TASK INSTRUCTIONS. Nothing but the lines from the one containing "Reviewer note: make sure every instance of the long" to the end of the data should be returned, each exactly as written.

* Begin DATA FOR THIS TASK *

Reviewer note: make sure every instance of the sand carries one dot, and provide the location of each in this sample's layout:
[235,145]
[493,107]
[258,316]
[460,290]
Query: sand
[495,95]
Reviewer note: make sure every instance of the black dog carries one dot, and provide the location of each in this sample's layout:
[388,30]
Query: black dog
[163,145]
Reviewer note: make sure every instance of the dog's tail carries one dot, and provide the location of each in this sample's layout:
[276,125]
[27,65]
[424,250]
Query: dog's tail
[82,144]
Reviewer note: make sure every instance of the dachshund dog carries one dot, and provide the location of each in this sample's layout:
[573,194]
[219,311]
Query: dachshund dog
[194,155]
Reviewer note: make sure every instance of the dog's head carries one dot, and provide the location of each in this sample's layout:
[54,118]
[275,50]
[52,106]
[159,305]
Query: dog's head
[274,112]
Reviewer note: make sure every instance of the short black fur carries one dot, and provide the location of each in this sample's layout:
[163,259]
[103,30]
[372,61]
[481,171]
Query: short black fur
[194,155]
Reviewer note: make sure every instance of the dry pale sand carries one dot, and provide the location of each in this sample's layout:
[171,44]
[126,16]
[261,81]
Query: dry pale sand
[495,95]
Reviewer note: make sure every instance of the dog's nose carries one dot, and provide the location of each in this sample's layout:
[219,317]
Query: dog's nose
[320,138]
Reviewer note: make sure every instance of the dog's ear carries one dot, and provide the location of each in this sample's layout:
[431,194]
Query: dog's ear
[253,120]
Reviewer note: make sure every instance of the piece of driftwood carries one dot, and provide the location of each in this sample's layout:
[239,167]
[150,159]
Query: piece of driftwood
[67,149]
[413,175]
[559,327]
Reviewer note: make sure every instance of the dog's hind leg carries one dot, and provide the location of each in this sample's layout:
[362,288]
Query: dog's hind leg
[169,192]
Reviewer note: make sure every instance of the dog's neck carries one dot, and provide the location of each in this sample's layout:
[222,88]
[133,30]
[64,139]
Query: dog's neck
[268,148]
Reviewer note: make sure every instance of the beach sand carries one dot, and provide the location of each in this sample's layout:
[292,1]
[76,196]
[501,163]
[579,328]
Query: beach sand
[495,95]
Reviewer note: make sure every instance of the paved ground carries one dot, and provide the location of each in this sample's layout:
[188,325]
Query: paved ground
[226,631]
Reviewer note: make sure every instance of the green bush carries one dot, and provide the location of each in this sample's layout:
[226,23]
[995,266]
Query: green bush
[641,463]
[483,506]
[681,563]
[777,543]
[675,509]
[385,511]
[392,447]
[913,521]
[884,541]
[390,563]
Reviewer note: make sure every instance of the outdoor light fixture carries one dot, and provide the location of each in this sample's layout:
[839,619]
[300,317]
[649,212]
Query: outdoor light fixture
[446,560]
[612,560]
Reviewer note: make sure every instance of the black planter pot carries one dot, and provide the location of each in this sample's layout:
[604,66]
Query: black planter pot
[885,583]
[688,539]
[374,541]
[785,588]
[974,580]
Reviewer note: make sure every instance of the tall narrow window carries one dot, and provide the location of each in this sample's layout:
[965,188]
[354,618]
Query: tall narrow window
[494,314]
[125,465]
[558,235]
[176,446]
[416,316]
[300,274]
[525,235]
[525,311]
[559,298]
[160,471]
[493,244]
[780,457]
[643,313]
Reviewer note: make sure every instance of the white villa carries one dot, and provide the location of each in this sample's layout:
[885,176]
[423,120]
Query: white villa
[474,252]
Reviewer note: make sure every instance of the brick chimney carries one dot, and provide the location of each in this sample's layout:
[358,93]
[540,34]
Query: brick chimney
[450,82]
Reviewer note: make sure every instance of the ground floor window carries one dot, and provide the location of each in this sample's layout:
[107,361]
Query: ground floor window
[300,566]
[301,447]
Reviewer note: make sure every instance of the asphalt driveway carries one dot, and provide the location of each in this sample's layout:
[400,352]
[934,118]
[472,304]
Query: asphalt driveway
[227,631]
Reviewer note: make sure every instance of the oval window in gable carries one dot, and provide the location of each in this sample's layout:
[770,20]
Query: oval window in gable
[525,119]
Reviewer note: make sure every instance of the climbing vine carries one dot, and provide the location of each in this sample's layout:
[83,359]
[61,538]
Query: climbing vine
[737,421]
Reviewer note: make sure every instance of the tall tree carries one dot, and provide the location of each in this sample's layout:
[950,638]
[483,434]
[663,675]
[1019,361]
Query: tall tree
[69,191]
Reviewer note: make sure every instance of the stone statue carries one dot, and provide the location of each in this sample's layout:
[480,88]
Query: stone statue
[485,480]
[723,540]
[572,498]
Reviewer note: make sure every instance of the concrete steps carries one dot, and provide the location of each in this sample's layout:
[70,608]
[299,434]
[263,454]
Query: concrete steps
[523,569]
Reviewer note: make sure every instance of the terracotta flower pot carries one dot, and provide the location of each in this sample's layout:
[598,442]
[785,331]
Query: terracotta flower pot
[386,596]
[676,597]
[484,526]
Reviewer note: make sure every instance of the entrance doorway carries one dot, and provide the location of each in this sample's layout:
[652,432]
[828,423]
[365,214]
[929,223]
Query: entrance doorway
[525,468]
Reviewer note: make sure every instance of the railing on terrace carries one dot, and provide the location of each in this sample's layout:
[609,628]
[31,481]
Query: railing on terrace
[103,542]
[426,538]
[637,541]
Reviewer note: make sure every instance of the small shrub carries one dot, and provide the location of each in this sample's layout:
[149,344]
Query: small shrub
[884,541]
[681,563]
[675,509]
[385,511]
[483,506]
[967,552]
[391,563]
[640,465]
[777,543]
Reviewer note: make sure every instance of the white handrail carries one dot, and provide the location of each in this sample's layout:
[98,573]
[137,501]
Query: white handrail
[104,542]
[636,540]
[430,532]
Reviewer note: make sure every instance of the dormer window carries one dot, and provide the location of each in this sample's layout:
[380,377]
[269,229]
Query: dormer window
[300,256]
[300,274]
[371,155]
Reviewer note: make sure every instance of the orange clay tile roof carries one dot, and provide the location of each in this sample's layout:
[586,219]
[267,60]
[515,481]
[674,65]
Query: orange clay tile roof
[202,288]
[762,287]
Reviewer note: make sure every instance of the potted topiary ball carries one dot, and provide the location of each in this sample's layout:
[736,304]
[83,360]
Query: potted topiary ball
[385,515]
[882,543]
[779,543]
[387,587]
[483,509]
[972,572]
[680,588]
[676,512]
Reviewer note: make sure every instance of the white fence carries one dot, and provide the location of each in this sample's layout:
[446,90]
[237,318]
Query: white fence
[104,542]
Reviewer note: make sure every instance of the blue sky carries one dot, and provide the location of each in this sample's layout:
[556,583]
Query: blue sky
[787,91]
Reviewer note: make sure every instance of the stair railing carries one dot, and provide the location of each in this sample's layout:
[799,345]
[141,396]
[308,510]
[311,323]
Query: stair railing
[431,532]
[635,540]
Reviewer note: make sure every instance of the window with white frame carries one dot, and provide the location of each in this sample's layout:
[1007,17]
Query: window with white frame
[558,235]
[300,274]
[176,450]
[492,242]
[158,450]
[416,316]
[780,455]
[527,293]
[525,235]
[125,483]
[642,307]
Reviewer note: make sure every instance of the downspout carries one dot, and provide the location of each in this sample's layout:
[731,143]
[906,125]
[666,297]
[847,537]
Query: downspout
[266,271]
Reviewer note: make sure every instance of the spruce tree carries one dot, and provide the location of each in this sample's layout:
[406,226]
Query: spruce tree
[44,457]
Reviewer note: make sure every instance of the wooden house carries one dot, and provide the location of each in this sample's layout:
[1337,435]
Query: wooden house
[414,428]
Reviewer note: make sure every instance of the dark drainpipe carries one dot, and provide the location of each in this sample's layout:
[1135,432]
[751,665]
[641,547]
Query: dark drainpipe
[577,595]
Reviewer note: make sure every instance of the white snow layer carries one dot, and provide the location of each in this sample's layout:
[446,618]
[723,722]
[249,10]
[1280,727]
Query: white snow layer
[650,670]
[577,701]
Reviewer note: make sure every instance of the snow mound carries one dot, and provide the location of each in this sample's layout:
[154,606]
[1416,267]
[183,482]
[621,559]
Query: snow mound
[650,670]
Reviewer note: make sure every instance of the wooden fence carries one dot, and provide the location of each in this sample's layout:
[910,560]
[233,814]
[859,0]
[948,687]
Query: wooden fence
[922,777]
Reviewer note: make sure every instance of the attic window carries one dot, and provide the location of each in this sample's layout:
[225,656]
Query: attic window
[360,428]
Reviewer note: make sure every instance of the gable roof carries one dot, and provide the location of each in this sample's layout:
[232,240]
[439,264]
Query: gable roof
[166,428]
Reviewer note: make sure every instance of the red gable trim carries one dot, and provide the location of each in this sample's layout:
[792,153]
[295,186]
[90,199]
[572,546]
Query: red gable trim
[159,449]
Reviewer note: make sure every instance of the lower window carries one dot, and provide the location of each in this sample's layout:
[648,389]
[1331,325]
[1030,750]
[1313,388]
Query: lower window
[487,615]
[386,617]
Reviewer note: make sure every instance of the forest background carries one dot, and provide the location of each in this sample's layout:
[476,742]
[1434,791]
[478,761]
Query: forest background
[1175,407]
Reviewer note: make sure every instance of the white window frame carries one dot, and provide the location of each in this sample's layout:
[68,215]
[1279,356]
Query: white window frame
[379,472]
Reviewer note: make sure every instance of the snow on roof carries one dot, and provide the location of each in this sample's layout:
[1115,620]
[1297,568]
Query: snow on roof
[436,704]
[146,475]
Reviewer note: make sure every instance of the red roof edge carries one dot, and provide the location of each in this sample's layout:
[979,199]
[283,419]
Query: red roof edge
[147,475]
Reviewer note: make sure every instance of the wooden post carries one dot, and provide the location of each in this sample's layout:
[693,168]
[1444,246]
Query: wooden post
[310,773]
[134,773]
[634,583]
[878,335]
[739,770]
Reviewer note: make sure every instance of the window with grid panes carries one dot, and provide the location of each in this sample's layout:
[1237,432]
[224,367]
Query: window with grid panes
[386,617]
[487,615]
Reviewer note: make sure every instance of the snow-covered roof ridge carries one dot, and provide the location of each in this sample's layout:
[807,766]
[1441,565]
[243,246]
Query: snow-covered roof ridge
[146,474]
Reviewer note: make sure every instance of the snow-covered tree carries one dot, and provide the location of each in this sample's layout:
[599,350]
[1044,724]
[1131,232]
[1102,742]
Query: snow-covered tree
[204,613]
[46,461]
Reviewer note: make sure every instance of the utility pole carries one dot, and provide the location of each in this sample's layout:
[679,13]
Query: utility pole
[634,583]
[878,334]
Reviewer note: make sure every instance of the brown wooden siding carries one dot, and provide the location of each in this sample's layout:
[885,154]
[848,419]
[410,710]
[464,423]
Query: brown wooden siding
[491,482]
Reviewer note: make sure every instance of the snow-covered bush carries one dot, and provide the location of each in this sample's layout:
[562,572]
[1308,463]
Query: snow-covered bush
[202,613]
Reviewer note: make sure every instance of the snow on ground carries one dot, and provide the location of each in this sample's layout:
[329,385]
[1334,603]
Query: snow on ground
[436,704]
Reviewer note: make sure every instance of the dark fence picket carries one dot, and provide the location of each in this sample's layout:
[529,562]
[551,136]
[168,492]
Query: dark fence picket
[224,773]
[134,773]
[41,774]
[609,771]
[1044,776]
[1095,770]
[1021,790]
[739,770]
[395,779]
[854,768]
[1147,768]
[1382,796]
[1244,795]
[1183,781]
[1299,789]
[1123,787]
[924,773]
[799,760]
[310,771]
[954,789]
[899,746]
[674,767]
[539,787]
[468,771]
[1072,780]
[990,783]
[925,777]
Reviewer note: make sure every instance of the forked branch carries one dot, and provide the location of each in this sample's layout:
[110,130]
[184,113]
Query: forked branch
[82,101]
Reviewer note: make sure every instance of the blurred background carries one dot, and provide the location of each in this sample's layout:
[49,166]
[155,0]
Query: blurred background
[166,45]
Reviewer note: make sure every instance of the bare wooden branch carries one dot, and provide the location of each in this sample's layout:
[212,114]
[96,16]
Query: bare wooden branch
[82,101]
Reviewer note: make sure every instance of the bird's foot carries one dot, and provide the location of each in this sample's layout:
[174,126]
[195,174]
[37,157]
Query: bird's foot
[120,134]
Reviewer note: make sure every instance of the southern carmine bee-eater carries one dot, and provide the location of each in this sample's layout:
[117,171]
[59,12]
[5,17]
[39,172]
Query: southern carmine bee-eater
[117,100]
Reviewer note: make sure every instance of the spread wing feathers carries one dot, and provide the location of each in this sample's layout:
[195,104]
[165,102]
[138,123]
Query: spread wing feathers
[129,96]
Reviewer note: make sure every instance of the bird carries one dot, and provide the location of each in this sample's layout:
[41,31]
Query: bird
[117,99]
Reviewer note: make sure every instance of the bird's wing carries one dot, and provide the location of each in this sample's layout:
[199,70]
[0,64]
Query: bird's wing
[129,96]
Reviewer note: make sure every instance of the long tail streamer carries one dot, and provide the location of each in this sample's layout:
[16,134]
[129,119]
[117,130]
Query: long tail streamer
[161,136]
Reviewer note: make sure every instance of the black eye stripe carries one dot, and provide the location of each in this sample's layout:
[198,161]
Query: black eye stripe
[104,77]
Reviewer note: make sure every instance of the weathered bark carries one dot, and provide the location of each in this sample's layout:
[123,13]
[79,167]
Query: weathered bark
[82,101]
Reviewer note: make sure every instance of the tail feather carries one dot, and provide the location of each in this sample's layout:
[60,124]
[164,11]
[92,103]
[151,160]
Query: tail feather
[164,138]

* End DATA FOR THIS TASK *

ANSWER IN FULL.
Reviewer note: make sure every instance of the long tail streamer carries one dot, and provide the location of each in this sample's layout:
[16,134]
[129,119]
[117,130]
Query: long tail streamer
[161,136]
Reviewer note: make sure every instance of the black eye stripe carries one dot, and provide the location of each in this sample's layout:
[198,161]
Query: black eye stripe
[104,77]
Reviewer note: make sure every instance of the weathered bark carries one dot, and provide the location of each in this sample's layout:
[123,13]
[79,167]
Query: weathered bark
[82,101]
Reviewer note: make sure every instance of the tail feather carries one dot, and provide the location of each in this sample's layout:
[60,124]
[164,11]
[92,103]
[151,160]
Query: tail feather
[164,138]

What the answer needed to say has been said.